Task details: Identify each line in the entries below that contains the string "slat", matching case, and copy every such line.

(Saved entries)
▬▬▬▬▬▬▬▬▬▬

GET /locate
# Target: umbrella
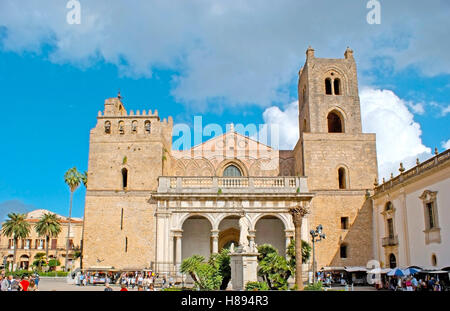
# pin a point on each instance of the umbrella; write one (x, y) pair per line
(396, 272)
(411, 270)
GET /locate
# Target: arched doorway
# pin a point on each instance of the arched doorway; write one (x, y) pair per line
(271, 230)
(335, 122)
(24, 262)
(392, 261)
(196, 237)
(228, 232)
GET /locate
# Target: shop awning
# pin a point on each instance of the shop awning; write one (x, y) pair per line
(356, 269)
(332, 269)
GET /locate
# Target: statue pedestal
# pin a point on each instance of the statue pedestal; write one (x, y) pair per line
(244, 267)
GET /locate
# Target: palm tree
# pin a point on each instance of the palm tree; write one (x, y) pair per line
(48, 226)
(16, 227)
(73, 178)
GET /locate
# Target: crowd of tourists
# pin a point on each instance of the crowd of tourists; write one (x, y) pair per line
(10, 283)
(144, 281)
(411, 283)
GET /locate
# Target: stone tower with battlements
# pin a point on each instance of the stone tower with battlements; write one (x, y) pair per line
(126, 157)
(337, 157)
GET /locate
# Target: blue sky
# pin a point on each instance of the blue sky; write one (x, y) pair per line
(228, 62)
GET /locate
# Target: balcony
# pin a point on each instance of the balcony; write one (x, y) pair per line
(389, 241)
(232, 185)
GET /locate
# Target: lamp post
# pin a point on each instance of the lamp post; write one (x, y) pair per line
(316, 236)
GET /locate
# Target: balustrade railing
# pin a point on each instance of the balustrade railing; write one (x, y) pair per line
(213, 183)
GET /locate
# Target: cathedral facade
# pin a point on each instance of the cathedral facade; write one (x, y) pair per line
(148, 206)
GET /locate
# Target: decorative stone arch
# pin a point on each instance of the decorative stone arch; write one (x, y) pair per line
(286, 223)
(287, 167)
(196, 238)
(125, 176)
(189, 215)
(236, 162)
(256, 167)
(271, 228)
(205, 167)
(218, 219)
(334, 72)
(346, 176)
(180, 169)
(338, 112)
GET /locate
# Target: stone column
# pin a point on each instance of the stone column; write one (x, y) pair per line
(251, 236)
(215, 237)
(289, 235)
(298, 213)
(178, 235)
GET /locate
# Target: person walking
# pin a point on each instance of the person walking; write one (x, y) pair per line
(24, 283)
(108, 288)
(408, 284)
(6, 285)
(32, 287)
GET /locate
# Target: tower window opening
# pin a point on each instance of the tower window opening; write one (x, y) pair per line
(343, 251)
(328, 86)
(334, 123)
(124, 178)
(147, 126)
(121, 127)
(337, 87)
(342, 178)
(107, 127)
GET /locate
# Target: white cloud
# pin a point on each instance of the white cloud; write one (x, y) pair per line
(446, 144)
(229, 50)
(383, 113)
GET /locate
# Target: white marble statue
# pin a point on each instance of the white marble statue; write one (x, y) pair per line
(244, 224)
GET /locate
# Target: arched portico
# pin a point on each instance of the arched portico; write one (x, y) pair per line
(271, 229)
(196, 238)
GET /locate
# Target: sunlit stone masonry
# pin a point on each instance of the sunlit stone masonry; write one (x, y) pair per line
(148, 206)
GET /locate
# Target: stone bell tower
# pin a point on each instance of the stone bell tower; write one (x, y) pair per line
(337, 157)
(128, 151)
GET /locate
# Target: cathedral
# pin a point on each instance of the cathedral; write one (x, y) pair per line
(150, 206)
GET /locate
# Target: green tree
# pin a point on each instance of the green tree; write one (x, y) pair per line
(306, 253)
(73, 178)
(221, 262)
(206, 276)
(275, 269)
(39, 260)
(16, 227)
(48, 226)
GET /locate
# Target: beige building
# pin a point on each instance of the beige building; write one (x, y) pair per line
(34, 244)
(412, 216)
(150, 206)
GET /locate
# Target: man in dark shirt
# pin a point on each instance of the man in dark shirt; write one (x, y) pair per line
(108, 288)
(24, 283)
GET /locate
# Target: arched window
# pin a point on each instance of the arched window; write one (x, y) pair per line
(392, 261)
(342, 178)
(434, 260)
(343, 251)
(328, 86)
(121, 127)
(124, 178)
(389, 206)
(107, 127)
(232, 171)
(337, 86)
(147, 125)
(335, 123)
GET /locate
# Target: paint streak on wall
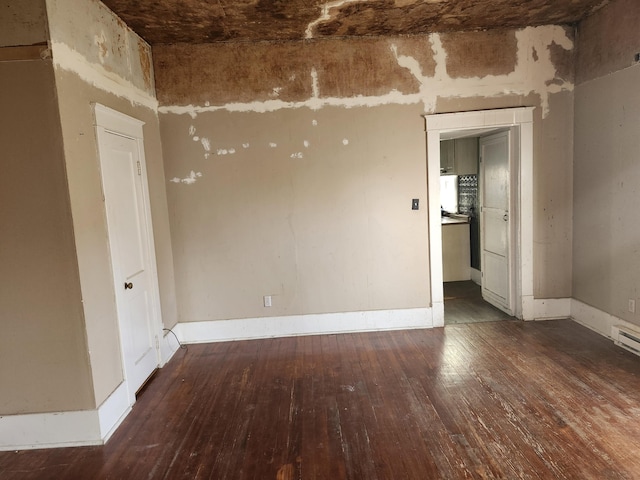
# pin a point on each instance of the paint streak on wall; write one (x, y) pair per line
(407, 72)
(89, 40)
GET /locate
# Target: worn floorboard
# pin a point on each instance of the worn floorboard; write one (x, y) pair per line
(507, 399)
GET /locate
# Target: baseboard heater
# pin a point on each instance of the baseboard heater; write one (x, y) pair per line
(626, 338)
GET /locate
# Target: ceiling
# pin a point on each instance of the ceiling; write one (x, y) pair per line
(207, 21)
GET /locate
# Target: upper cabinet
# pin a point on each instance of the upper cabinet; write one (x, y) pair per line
(459, 156)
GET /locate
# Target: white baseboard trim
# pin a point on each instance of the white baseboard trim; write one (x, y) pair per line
(48, 430)
(295, 325)
(168, 346)
(65, 429)
(551, 308)
(597, 320)
(113, 411)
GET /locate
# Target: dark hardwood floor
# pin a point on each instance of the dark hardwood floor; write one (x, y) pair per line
(511, 400)
(463, 303)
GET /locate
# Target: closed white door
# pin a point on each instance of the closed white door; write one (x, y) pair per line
(122, 178)
(495, 220)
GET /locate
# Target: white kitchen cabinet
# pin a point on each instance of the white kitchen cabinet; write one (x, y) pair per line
(456, 256)
(459, 156)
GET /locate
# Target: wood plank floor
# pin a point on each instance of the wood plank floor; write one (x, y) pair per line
(511, 400)
(463, 303)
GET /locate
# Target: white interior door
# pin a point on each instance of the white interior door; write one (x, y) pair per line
(495, 220)
(127, 222)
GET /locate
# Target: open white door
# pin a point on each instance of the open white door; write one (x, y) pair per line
(128, 223)
(495, 220)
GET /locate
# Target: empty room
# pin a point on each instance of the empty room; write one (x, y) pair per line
(368, 239)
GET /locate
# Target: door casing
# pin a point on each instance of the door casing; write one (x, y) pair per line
(120, 124)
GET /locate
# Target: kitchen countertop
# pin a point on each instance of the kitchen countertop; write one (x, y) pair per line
(455, 220)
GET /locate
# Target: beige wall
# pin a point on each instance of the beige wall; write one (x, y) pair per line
(97, 59)
(326, 227)
(606, 166)
(43, 352)
(333, 231)
(23, 23)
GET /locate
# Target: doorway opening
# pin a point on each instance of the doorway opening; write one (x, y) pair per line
(446, 127)
(471, 239)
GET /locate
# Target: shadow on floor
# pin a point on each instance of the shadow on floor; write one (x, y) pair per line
(463, 303)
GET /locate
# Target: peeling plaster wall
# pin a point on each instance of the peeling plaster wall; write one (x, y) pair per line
(607, 165)
(43, 352)
(326, 229)
(97, 59)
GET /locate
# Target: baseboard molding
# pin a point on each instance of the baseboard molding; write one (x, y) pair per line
(295, 325)
(551, 308)
(597, 320)
(113, 411)
(65, 429)
(48, 430)
(168, 346)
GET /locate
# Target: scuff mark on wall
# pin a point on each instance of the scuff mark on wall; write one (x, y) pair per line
(188, 180)
(101, 42)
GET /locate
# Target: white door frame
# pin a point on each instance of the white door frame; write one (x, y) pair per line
(522, 192)
(120, 124)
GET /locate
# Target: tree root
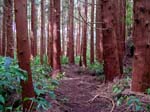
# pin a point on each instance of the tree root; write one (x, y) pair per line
(110, 99)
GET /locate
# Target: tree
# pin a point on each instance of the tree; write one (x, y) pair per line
(50, 35)
(141, 62)
(56, 37)
(42, 47)
(34, 27)
(84, 35)
(9, 25)
(4, 30)
(99, 35)
(23, 49)
(0, 36)
(71, 35)
(92, 33)
(78, 40)
(120, 29)
(111, 60)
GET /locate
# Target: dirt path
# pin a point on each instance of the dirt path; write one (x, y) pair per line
(75, 91)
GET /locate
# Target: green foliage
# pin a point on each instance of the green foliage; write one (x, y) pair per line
(10, 89)
(10, 78)
(127, 70)
(43, 84)
(64, 60)
(135, 104)
(77, 59)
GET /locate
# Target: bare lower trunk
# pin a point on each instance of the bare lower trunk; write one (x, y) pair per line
(71, 35)
(141, 38)
(84, 35)
(111, 60)
(10, 38)
(92, 34)
(99, 37)
(56, 38)
(34, 27)
(23, 49)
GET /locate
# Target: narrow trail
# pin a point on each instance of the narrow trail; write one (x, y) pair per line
(76, 90)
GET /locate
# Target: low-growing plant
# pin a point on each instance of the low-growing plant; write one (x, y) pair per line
(97, 68)
(10, 78)
(64, 60)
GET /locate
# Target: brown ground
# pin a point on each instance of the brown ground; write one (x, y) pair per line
(77, 90)
(81, 91)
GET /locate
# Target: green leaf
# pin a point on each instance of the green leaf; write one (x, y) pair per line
(52, 95)
(2, 99)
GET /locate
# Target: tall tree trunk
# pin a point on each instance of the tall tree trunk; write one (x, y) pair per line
(63, 36)
(42, 47)
(84, 35)
(120, 29)
(78, 40)
(10, 38)
(50, 36)
(111, 60)
(56, 38)
(92, 34)
(71, 35)
(99, 35)
(4, 30)
(34, 27)
(141, 38)
(0, 36)
(23, 49)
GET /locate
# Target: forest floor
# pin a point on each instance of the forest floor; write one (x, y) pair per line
(81, 91)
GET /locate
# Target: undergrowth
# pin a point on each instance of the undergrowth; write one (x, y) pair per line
(10, 89)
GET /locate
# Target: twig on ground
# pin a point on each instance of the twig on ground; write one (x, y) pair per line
(110, 99)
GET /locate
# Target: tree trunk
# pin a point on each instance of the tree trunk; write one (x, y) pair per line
(23, 49)
(141, 38)
(99, 36)
(50, 36)
(71, 35)
(56, 38)
(111, 60)
(78, 40)
(42, 47)
(84, 35)
(120, 30)
(34, 27)
(9, 25)
(0, 36)
(92, 34)
(4, 30)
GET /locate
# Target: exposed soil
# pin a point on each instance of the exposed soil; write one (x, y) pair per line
(77, 91)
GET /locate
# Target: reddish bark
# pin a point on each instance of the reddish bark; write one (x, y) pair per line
(141, 38)
(84, 35)
(9, 25)
(63, 36)
(99, 36)
(34, 27)
(0, 36)
(92, 34)
(56, 38)
(4, 30)
(50, 35)
(78, 41)
(42, 47)
(111, 60)
(71, 35)
(23, 49)
(120, 30)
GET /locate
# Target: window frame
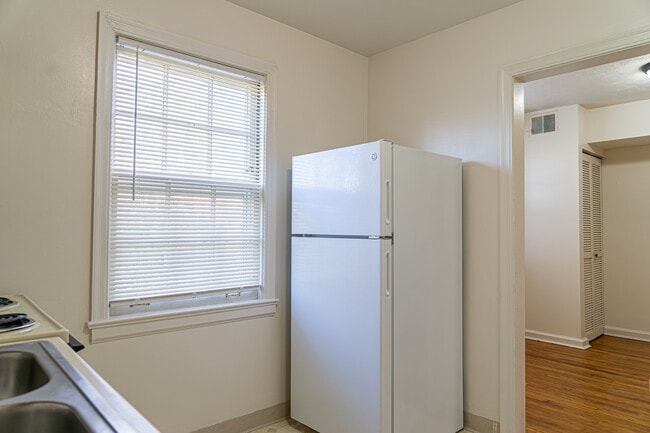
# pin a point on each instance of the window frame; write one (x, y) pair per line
(102, 326)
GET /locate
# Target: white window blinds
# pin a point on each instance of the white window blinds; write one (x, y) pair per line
(187, 170)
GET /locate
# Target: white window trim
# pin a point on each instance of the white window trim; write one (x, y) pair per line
(102, 327)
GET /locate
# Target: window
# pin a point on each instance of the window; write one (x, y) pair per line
(180, 180)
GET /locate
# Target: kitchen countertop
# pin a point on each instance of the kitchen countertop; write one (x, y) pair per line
(129, 415)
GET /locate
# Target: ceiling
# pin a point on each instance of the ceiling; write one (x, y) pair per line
(369, 27)
(609, 84)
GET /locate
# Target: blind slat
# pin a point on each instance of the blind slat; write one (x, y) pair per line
(187, 170)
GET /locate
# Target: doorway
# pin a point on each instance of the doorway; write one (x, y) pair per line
(512, 271)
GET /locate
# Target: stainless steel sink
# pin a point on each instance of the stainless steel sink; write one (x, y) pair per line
(40, 391)
(20, 372)
(41, 417)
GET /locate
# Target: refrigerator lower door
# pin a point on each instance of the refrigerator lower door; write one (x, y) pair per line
(340, 334)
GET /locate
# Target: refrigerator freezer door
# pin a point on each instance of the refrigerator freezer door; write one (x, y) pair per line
(340, 334)
(344, 191)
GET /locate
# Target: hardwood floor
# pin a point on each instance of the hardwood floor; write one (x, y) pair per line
(604, 389)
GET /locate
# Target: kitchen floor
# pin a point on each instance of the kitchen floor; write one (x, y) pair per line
(291, 426)
(286, 426)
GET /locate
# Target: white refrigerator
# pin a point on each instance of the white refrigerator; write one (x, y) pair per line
(376, 298)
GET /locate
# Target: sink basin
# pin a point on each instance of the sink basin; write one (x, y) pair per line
(20, 373)
(41, 417)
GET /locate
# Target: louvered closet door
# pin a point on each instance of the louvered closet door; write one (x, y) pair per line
(592, 248)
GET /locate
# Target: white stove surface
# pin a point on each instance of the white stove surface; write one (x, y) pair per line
(44, 327)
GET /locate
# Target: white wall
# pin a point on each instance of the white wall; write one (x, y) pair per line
(626, 209)
(442, 93)
(618, 122)
(553, 263)
(181, 380)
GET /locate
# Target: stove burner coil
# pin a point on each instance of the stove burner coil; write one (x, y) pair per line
(6, 302)
(14, 321)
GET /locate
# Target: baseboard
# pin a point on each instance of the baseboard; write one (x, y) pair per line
(252, 421)
(478, 424)
(558, 339)
(631, 334)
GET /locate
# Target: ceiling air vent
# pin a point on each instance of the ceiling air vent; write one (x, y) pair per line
(542, 124)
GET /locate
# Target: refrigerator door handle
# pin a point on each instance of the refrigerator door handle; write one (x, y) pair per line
(387, 221)
(387, 273)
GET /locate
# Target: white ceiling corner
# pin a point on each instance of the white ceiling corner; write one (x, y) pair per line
(369, 27)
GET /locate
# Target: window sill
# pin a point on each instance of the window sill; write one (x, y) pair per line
(147, 324)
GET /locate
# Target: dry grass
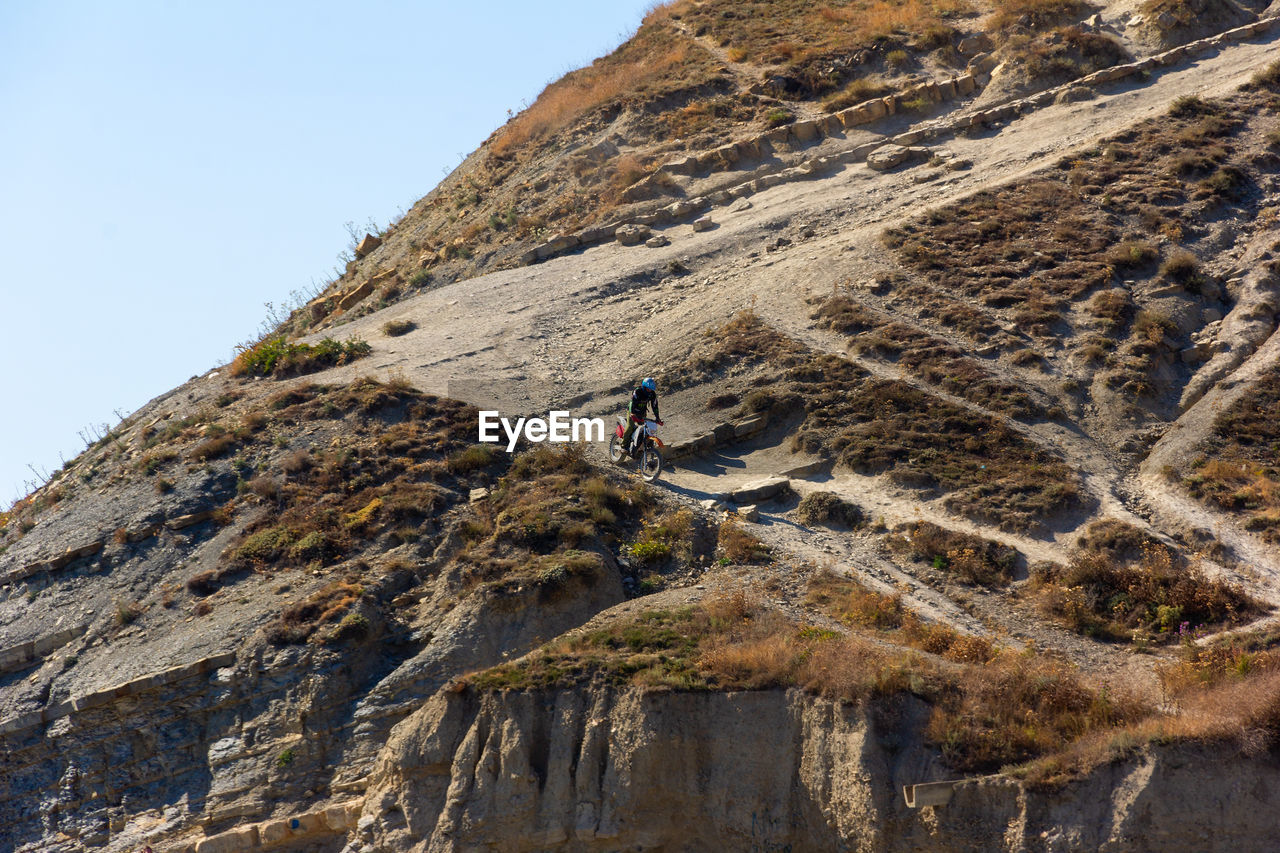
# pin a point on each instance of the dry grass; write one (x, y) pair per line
(329, 606)
(327, 503)
(731, 642)
(974, 559)
(871, 425)
(737, 546)
(1037, 13)
(656, 56)
(1237, 470)
(1153, 597)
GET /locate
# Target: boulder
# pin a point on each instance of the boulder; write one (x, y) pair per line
(976, 44)
(805, 131)
(887, 156)
(356, 293)
(632, 235)
(982, 64)
(192, 519)
(759, 491)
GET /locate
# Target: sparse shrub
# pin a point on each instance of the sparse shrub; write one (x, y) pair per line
(819, 507)
(853, 94)
(1101, 597)
(127, 611)
(214, 447)
(722, 401)
(396, 328)
(471, 459)
(264, 547)
(777, 118)
(1036, 13)
(739, 546)
(758, 401)
(278, 356)
(1191, 106)
(1132, 254)
(352, 628)
(974, 559)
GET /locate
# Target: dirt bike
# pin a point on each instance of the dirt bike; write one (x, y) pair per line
(645, 446)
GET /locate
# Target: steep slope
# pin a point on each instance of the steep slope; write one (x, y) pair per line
(310, 612)
(615, 140)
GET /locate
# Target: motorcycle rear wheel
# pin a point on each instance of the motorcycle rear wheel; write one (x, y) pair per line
(650, 464)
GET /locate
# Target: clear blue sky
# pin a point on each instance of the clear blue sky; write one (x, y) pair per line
(167, 168)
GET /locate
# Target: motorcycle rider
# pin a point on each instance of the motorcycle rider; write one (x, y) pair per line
(640, 400)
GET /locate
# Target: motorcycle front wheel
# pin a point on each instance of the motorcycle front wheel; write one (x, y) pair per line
(650, 464)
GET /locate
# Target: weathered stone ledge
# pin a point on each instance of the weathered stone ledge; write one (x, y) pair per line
(99, 698)
(332, 820)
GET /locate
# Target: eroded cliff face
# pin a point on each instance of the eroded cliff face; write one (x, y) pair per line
(608, 770)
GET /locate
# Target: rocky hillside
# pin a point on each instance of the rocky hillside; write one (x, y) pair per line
(703, 96)
(967, 538)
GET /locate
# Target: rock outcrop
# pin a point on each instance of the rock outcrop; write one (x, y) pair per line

▬▬▬▬▬▬▬▬▬▬

Task solution:
# Target: blind slat
# pin a point on each instance of the blind slat; write one (x, y) pair per line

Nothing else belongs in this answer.